▶ Tarefa 1:
Por favor, transcreva dos registros o trecho que vai do início deles até a linha que contém "positive clicks: (303, 176)", incluindo ambas as extremidades. Deixe as imagens fora da resposta.

── Trecho fornecido ──

No entanto, parece haver uma desconexão entre os planos de quem ainda não chegou nessa fase e demonstram a vontade de adiar a aposentadoria com a realidade se eles realmente o fazem. Tanto no sentido de conseguir se manter empregado com idades mais avançadas quanto não ser afastado por motivos de saúde.

Mentalidade correta: esteja pronto para recorrer a outras medidas, como aumentar seu percentual de investimentos mensais.

Embora trabalhar por mais tempo possa trazer um benefício triplo para o plano de aposentadoria – dos nossos clientes, conforme falamos acima – é um grave erro supor que é fácil de fazê-lo. 

Se fizemos as contas e os números mostram que o cliente fica abaixo dos valores que busca, nós podemos ajudar a planejar alguns cenários como aumentar seus rendimentos, cortar custos e buscar outras medidas para aumentar seu percentual de investimentos (taxa de poupança) mensal. 

No último caso, damos uma emagrecida nas projeções de renda após os 65 anos, pois talvez o cliente não seja capaz – ou possa optar – de ganhar uma renda tão alta em seus últimos anos quanto era capaz em suas melhores fases.

Perigo da suposição da independência financeira 2

A inflação será leve.

Vemos atualmente no Brasil e no mundo uma inflação alta e – até o momento que escrevo esse artigo – descontrolada. Nos últimos 3 anos por aqui e na maior parte das últimas duas décadas no mundo, a inflação não foi um problema, com o Índice de Preços ao Consumidor (IPCA no Brasil e CPI nos EUA) sob controle. 

Mesmo com o nosso histórico inflacionário, é comum ver os nossos clientes ignorando a inflação em suas projeções ou pelo menos minimizando ao prever os gastos com aposentadoria. Estamos acostumados a ouvir pessoas apenas se referindo as taxas nominais de seus investimentos e nunca falando em termos de juros real, aquele que fica no seu bolso após descontar o que foi queimado pela inflação.

Com o cenário atual, no entanto, nos deparamos com o perigo de supor que os preços ao consumidor permaneceriam estáveis, já que a leitura mais recente de inflação no Brasil e principalmente no mundo, mostrou um aumento de 8,5% no ano encerrado em julho de 2022 (EUA).

Por que isso é ruim? Pois se a inflação permanecer alta, os aposentados precisarão retirar mais dos seus investimentos do que esperavam, apenas para manter seus padrões de vida atuais.

Mentalidade correta: Adote números de inflação (projeções) de longo prazo mais pessimistas para planejar e considere usar hedges (proteções) de inflação em sua carteira de aposentadoria.

Em vez de assumir que a inflação permanecerá controlada e baixa nos anos que antecedem e durante a aposentadoria dos nossos clientes, os assessores de investimentos devem usar números de inflação mais pessimistas para ajudar a orientar suas decisões de planejamento.

Embora pareça ruim e irracional ser pessimista e supor que os números de inflação atualmente vistos persistirão para sempre, talvez se adotar entre 3% a 5% possa ser um ponto de partida razoável.

───
── Registros de entrada ──

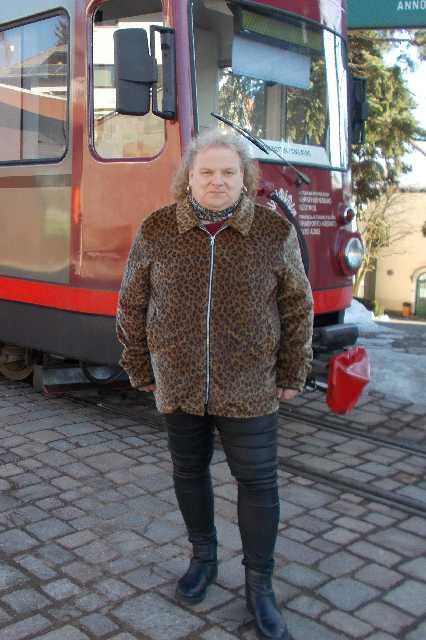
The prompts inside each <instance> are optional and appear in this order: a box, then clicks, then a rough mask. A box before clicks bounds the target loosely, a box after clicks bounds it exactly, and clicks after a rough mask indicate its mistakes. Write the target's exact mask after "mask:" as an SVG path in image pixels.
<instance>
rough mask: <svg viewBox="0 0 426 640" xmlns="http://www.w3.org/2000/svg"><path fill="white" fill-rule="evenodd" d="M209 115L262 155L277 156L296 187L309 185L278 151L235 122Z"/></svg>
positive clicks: (303, 176)
mask: <svg viewBox="0 0 426 640" xmlns="http://www.w3.org/2000/svg"><path fill="white" fill-rule="evenodd" d="M211 115H212V116H213V117H214V118H216V119H217V120H220V121H221V122H224V123H225V124H227V125H228V126H229V127H232V129H235V131H238V133H241V135H242V136H244V137H245V138H247V140H249V141H250V142H251V143H252V144H254V145H255V146H256V147H257V148H258V149H260V150H261V151H263V153H266V154H267V155H269V153H270V152H272V153H275V155H276V156H278V157H279V159H280V160H281V161H282V162H283V163H284V164H285V165H286V166H287V167H290V169H293V171H294V172H295V173H296V174H297V180H296V185H297V186H298V187H299V186H300V185H301V184H302V183H305V184H311V181H310V179H309V178H308V176H306V175H305V174H304V173H302V172H301V171H300V170H299V169H298V168H297V167H295V166H294V164H291V162H289V161H288V160H286V159H285V158H284V156H282V155H281V153H278V151H276V149H274V148H273V147H270V146H269V144H266V142H264V141H263V140H259V138H256V137H255V136H254V135H253V134H252V133H250V132H249V131H247V129H244V128H243V127H240V125H238V124H235V122H232V121H231V120H228V118H225V117H224V116H220V115H219V114H217V113H214V112H213V111H211Z"/></svg>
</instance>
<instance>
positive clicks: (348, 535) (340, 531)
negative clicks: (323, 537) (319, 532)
mask: <svg viewBox="0 0 426 640" xmlns="http://www.w3.org/2000/svg"><path fill="white" fill-rule="evenodd" d="M323 537H324V538H325V539H326V540H330V541H331V542H335V543H336V544H339V545H346V544H350V543H351V542H353V541H354V540H357V539H358V538H359V533H356V532H355V531H350V530H349V529H343V528H342V527H336V528H335V529H332V530H331V531H327V532H326V533H324V534H323Z"/></svg>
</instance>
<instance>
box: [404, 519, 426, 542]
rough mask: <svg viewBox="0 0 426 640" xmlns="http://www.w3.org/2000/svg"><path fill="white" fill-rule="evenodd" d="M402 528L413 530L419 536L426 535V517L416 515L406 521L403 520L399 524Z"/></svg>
mask: <svg viewBox="0 0 426 640" xmlns="http://www.w3.org/2000/svg"><path fill="white" fill-rule="evenodd" d="M399 526H400V527H401V529H406V530H407V531H411V532H412V533H415V534H417V535H419V536H425V537H426V518H419V517H418V516H414V517H413V518H409V519H408V520H406V521H405V522H401V524H400V525H399Z"/></svg>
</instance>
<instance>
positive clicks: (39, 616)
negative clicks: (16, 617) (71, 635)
mask: <svg viewBox="0 0 426 640" xmlns="http://www.w3.org/2000/svg"><path fill="white" fill-rule="evenodd" d="M49 626H50V622H49V620H47V619H46V618H44V617H43V616H41V615H40V614H37V615H35V616H32V617H31V618H25V620H19V621H18V622H15V623H14V624H11V625H8V626H7V627H4V628H3V629H2V630H1V638H2V640H23V639H24V638H28V637H29V636H33V635H34V634H36V633H38V632H39V631H43V630H44V629H46V628H47V627H49ZM58 640H59V639H58ZM61 640H62V639H61Z"/></svg>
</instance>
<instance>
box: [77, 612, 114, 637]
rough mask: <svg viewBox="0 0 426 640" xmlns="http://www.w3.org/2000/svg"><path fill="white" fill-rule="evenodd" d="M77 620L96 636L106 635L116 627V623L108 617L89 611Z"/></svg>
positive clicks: (84, 626)
mask: <svg viewBox="0 0 426 640" xmlns="http://www.w3.org/2000/svg"><path fill="white" fill-rule="evenodd" d="M79 622H80V624H81V625H82V626H83V627H84V628H85V629H87V631H89V632H90V633H92V634H93V635H94V636H95V637H96V638H101V637H102V636H106V635H107V634H109V633H112V632H113V631H116V630H117V629H118V627H117V625H116V624H114V623H113V622H112V621H111V620H110V619H109V618H107V617H106V616H104V615H102V614H100V613H91V614H90V615H88V616H84V617H83V618H81V619H80V621H79Z"/></svg>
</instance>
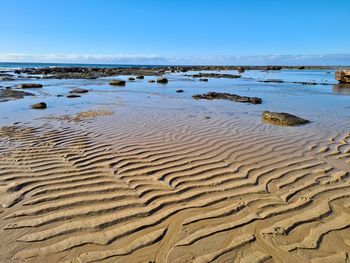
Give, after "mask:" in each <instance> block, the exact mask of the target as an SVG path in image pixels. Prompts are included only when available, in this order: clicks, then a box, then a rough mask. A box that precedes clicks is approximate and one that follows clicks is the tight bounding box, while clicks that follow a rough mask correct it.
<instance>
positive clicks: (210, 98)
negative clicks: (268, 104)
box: [192, 92, 262, 104]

───

▶ Tarefa 2:
Continue o texto sobre planejamento de aposentadoria e inflação a partir da última frase apresentada.

▶ Resultado da tarefa 1:
The prompts inside each <instance> are optional and appear in this order: a box, then clicks, then a rough mask. A box before clicks bounds the target loosely, a box after clicks bounds it exactly, and clicks after a rough mask indicate its mistakes. Write the target's exact mask after "mask:" as an SVG path in image pixels.
<instance>
rough mask: <svg viewBox="0 0 426 640" xmlns="http://www.w3.org/2000/svg"><path fill="white" fill-rule="evenodd" d="M209 115L262 155L277 156L296 187L309 185L278 151L235 122Z"/></svg>
positive clicks: (303, 176)

▶ Resultado da tarefa 2:
O ideal seria personalizar as previsões de inflação com base nos hábitos de consumo reais de nossos clientes. Por exemplo, os custos com saúde geralmente representam uma fatia maior dos gastos de muitos aposentados do que para a população em geral, enquanto os gastos com moradia podem ser um item com menor peso no gasto total dos aposentados, especialmente se o perfil de clientes que cuida possuam casa própria.

A possibilidade de que a inflação possa subir mais durante sua aposentadoria do que entre 2000 e 2020 também defende a adoção de proteções (hedges) de inflação em sua carteira de investimentos focada na aposentadoria. Isso pode ajudar a preservar o poder de compra do seu cliente. 

Existem diversas estratégias para fazer esse tipo de alocação. Lembre-se que sempre depende do perfil do nosso cliente. Podemos adotar tanto estratégias usando investimentos em renda fixa quanto algumas opções em renda variável. Cuidado apenas em suas projeções e otimismo com o futuro ao manter muitos investimentos com taxa pré-fixada, cujo potencial de retorno pode ser negativo quando a inflação é descontada.

Perigo da suposição da independência financeira 1

Os retornos do mercado de ações e renda fixa serão expressivos.

A maioria dos planejadores financeiros, quando estão buscando planejar para aposentadoria, pedem que você estime o que seu portfólio trará de retorno durante a fase de acumulação. Na minha experiência, a maioria das pessoas tende a ser muito otimista e estimar retornos agressivos. Geralmente, isso é apenas uma forma de evitar escolhas difíceis, como retardar a aposentadoria ou pior, ter que gastar menos.

Um dos motivos de buscar abrir a cabeça dos meus clientes para o mercado internacional é que a bolsa americana é mais consistente. Por lá, os ganhos de longo prazo com ações tem sido bastante generosos e em dólar. O S&P 500 – um dos principais índices do mercado de ações mundial – gerou retornos anualizados de mais de 10% nos últimos 100 anos – de 1926 até o final de 2021.

Por aqui não temos uma bolsa tão longeva, mas se pegarmos os ganhos desde 1994 a partir do Plano Real, o IBOVESPA rendeu em média 13% ao ano. Muito bom! Porém, nesse mesmo período nossa moeda perdeu 81% do seu valor. Além de nossa inflação ter comido boa parte desse retorno com alta de quase 9% a.a., ou seja, um ganho real de aproximadamente 4% acima da inflação para arredondar.

Mas houve certos períodos nesses últimos 28 anos que os retornos foram muito menores do que isso. Uma pessoa tendo que parar de trabalhar e viver de suas economias teria sofrido dependendo do momento da necessidade de liquidar seus investimentos. Por outro lado, a renda fixa que sempre foi o porto seguro de todo brasileiro, já não é mais garantia de bons retornos no longo prazo. Hoje voltamos a viver taxas expressivas com CDI pagando 13,5% a.a. Mas não precisamos ir muito longe em nossas memórias para recordar que tivemos CDI em níveis de país desenvolvido apenas 2 anos atrás em ínfimos 2,77% no acumulado de 2020.

Mentalidade correta: Seja menos otimista nas suas projeções de retorno dos investimentos e considere ajustar para baixo seus gastos futuros.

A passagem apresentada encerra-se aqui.